# Task instructions:
Please extract each of the lines below and reproduce them verbatim, with no changes.

-- Begin --

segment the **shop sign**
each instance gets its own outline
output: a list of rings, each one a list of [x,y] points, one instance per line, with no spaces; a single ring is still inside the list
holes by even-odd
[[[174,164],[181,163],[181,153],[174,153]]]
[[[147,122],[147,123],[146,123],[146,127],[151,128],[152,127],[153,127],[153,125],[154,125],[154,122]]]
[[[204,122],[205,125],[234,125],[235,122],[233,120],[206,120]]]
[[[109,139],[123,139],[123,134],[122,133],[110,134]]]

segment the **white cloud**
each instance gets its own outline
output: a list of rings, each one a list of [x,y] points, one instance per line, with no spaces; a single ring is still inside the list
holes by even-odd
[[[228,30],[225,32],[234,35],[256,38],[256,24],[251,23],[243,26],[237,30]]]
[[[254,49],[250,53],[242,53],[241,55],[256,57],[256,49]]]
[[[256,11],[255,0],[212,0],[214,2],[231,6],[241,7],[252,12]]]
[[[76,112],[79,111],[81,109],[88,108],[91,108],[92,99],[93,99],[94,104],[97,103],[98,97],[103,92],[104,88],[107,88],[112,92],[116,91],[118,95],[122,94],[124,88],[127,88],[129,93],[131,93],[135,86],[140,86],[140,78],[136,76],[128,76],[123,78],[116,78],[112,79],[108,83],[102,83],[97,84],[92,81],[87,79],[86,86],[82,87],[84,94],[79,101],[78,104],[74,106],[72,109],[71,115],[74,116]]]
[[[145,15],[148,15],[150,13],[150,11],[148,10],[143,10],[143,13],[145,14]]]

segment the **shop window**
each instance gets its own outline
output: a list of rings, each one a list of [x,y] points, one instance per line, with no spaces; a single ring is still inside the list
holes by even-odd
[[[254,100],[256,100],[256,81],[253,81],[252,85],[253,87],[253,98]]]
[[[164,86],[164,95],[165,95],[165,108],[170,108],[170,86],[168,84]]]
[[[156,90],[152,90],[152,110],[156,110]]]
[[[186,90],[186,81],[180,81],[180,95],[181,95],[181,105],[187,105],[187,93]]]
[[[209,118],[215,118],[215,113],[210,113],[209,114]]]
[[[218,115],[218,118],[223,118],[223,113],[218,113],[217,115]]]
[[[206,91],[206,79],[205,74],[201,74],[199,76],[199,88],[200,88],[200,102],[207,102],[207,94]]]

-- End --

# Output for this exercise:
segment the **shop sign**
each instance gets its own outline
output: a list of rings, each one a list of [x,y] points, one instance per line, with no spaces; a single ring is still inside the list
holes by even-odd
[[[174,164],[181,163],[181,153],[174,153]]]
[[[147,122],[147,123],[146,123],[146,127],[151,128],[152,127],[153,127],[153,125],[154,125],[154,122]]]
[[[204,122],[205,125],[234,125],[235,122],[233,120],[206,120]]]
[[[109,139],[123,139],[123,134],[122,133],[110,134]]]

segment the **white cloud**
each instance gets its own outline
output: a list of rings, each one a list of [x,y] points, one instance per line, with no spaces; a single ring is still inside the list
holes by even-odd
[[[228,30],[225,32],[234,35],[256,38],[256,24],[251,23],[243,26],[237,30]]]
[[[254,49],[250,53],[242,53],[241,55],[256,57],[256,49]]]
[[[256,11],[255,0],[212,0],[214,2],[231,6],[241,7],[252,12]]]
[[[76,112],[79,111],[81,109],[88,108],[91,108],[92,99],[93,99],[94,104],[97,103],[98,97],[103,92],[104,88],[107,88],[112,92],[116,91],[118,95],[122,94],[124,88],[127,88],[129,93],[131,93],[135,86],[140,86],[140,78],[136,76],[128,76],[123,78],[116,78],[112,79],[108,83],[102,83],[97,84],[92,81],[87,79],[86,86],[82,87],[84,94],[79,101],[78,104],[74,106],[72,109],[71,115],[74,116]]]
[[[145,15],[148,15],[150,13],[150,11],[148,10],[143,10],[143,13],[145,14]]]

segment the **shop window**
each instance gets its own outline
output: a list of rings, each one a list of [x,y] points, one instance per line, with no spaces; a single ring is still inside the list
holes by even-odd
[[[254,100],[256,100],[256,81],[253,81],[252,85],[253,87],[253,98]]]
[[[164,86],[164,95],[165,95],[165,108],[170,108],[170,86],[168,84]]]
[[[156,90],[152,90],[152,110],[156,110]]]
[[[186,90],[186,81],[180,81],[180,95],[181,95],[181,105],[187,105],[187,93]]]
[[[209,118],[215,118],[215,113],[210,113],[209,114]]]
[[[218,115],[218,118],[223,118],[223,113],[218,113],[217,115]]]
[[[206,91],[206,79],[205,74],[201,74],[199,76],[199,88],[200,88],[200,102],[207,102],[207,94]]]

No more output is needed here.